## [TEXTO DE ORIGEM]
··········

<REVISTA TEXTO DIGITAL>

ISSN 1807-9288

- ano 2 n.1 2006 –

http://www.textodigital.ufsc.br


 

ACERVOS LITERÁRIOS E CATÁLOGOS DIGITAIS

 

LITERARY COLLECTIONS AND DIGITAL CATALOGS

 

Maria da Glória Bordini

Doutora em Lingüística e Letras pela PUC-RS

Pontifícia Universidade Católica do Rio Grande do Sul

mgbordini@portoweb.com.br

 

 

Os estudos literários descortinam um novo horizonte de possibilidades produtivas, com as perspectivas de armazenamento e velocidade de acesso à informação trazidas pela idade digital. O potencial de inovação e avanço do conhecimento nessa área reside num ângulo de abordagem do objeto literário impossível de ser perseguido antes da era do computador pessoal e das redes eletrônicas que os interligam.

 

As reais condições materiais para uma aspirada articulação da obra com o sistema literário e cultural dependem da mobilização de tantas variáveis que só os recursos da informática permitem a construção de um cenário em que texto e extratexto se conjuguem. Quando se busca estudar a literatura brasileira incluindo seus autores, seus textos e seu público, bem como a indústria cultural, as instituições que legitimam o objeto literário e a historicidade de todos esses fatores, a reprodução digital de documentos, os bancos de dados, as bibliotecas virtuais, os tratamentos da imagem, o hipertexto, enfim, as facilidades trazidas pelas novas tecnologias manifestam sua plena potencialidade relacional.

 

Através de um projeto integrado, financiado pelo CNPq, intitulado Fontes da Literatura Brasileira, a equipe de pesquisadores da PUCRS, liderada por Regina Zilberman, levou a cabo durante 13 anos vários projetos de memória literária, onde se desenhou um horizonte de pesquisa ainda pleno de promessas. Dados objetivos, decorrentes da recuperação e coleção de fontes primárias, postos em circulação e em contato, já contribuíram com novos conhecimentos históricos, críticos e até teóricos para a área de Letras, como se pode comprovar através de livros como As Pedras e o Arco: fontes primárias, teoria e história da literatura,[1] ou Caderno de Pauta Simples: Erico Veríssimo e a Crítica Literária[2].

 

Resultantes do Projeto Fontes foram os acervos de escritores sulinos, hoje em número de dez, mais quatro coleções documentais, que impuseram a adoção de medidas tecnológicas para a preservação e a investigação dos documentos neles reunidos. A matéria dos acervos inclui manuscritos, datiloscritos, esboços, notas de pesquisa e de leitura, correspondência, iconografia, itens audiovisuais, obras de arte, ilustrações, bibliotecas pessoais, edições nacionais e internacionais, toda espécie de notas de imprensa, desde entrevistas até anúncios, registros de adaptações, fontes de fortuna crítica, contratos, prestações dc contas, layouts, folhetos e cartazes de publicidade, objetos pessoais, souvenirs, homenagens de toda sorte e documentos pessoais.

··········

## [DADOS DA LISTAGEM]
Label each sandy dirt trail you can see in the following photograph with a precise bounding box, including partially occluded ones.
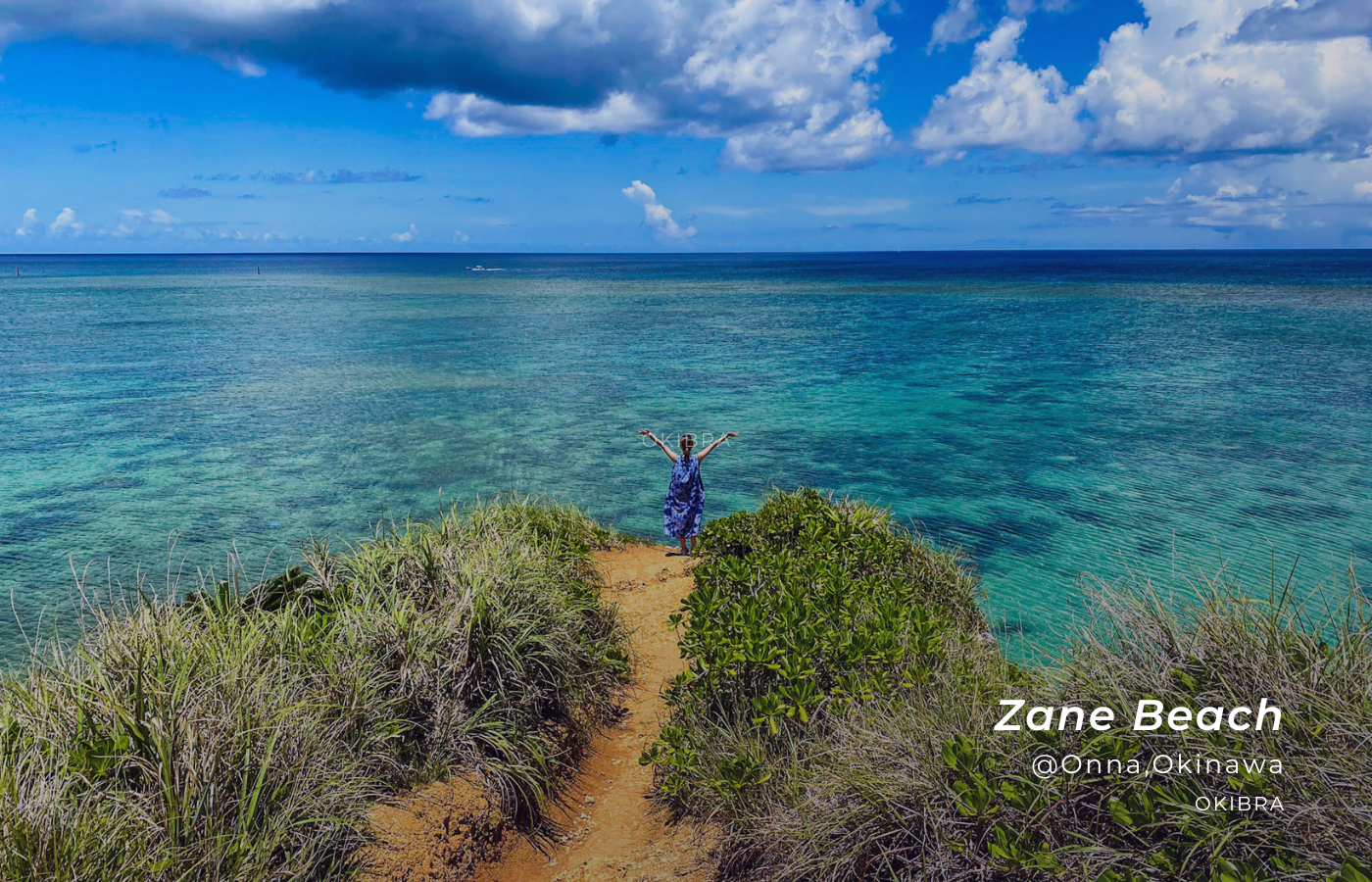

··········

## [INSTRUÇÃO DADA]
Reproduza, sem alterações, o trecho do texto sobre acervos literários que se inicia com as palavras que contêm "Resultantes do Projeto" e se encerra em "e documentos pessoais.".

## [SOLUÇÃO]
Resultantes do Projeto Fontes foram os acervos de escritores sulinos, hoje em número de dez, mais quatro coleções documentais, que impuseram a adoção de medidas tecnológicas para a preservação e a investigação dos documentos neles reunidos. A matéria dos acervos inclui manuscritos, datiloscritos, esboços, notas de pesquisa e de leitura, correspondência, iconografia, itens audiovisuais, obras de arte, ilustrações, bibliotecas pessoais, edições nacionais e internacionais, toda espécie de notas de imprensa, desde entrevistas até anúncios, registros de adaptações, fontes de fortuna crítica, contratos, prestações dc contas, layouts, folhetos e cartazes de publicidade, objetos pessoais, souvenirs, homenagens de toda sorte e documentos pessoais.